Repeat word for word the part of the items below that opens with the line containing "Q: Identify the wet" and closes with the last line of the items.

DATA LINES.
------------------------------------------------

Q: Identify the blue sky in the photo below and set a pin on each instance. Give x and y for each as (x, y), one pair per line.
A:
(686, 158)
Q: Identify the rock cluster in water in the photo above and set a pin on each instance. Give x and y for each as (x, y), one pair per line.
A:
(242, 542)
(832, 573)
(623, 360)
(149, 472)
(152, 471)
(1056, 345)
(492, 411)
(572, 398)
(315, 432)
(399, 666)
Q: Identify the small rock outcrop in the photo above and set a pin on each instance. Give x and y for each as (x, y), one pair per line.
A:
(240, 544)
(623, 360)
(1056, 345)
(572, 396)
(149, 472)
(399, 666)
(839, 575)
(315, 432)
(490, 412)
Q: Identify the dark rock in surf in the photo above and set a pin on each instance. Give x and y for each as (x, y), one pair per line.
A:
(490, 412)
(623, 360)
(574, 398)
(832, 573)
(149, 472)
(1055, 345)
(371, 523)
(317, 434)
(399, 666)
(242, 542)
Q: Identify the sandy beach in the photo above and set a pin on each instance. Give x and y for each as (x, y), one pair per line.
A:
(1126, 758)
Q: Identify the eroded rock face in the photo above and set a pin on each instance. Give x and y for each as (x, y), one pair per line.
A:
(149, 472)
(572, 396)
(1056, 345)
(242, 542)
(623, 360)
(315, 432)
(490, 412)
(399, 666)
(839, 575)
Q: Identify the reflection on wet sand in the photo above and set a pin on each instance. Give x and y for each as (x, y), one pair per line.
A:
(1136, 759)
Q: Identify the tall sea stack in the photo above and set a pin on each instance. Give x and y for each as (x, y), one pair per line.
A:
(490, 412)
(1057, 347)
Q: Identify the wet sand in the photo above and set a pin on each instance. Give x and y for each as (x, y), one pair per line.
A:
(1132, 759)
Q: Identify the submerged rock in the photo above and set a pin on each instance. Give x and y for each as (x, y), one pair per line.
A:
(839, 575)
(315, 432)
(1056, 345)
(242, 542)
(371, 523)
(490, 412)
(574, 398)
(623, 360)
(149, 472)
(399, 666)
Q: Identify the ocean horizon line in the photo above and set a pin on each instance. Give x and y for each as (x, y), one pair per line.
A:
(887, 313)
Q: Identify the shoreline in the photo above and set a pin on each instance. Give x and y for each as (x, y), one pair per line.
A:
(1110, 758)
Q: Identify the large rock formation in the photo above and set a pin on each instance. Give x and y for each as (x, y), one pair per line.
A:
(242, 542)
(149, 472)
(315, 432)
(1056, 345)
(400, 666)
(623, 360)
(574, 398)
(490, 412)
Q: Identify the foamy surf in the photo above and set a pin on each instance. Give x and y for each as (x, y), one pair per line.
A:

------------------------------------------------

SOLVED EXERCISE.
Q: Identify the wet sand in the photo above and set a pin on each instance. Give x and y for each as (x, y), one pair per line.
A:
(1132, 759)
Q: Identify the submerged rock in the photo above and set a pin on each instance. Give x and y for each as (x, y), one pair per line.
A:
(839, 575)
(315, 432)
(1056, 345)
(242, 542)
(371, 523)
(490, 412)
(574, 398)
(623, 360)
(149, 472)
(399, 666)
Q: Identify the ocean horizon line in the photo above and set a pin on each instance. Give x and y for each as (x, y), one pair per line.
A:
(887, 313)
Q: Identify the shoreline in the photo above and set a pin on each instance. Give x and y for each as (x, y), one pair per line.
A:
(1110, 758)
Q: Identify the large rock formation in the photo above and set a pin on each instance. Give x and y for each as (x, y), one pair per line.
A:
(242, 542)
(149, 472)
(315, 432)
(1056, 345)
(400, 666)
(623, 360)
(574, 398)
(490, 412)
Q: Identify the foamy surf in the photo above and set a pin on each instance. Give x and y for each as (x, y), one pair per line.
A:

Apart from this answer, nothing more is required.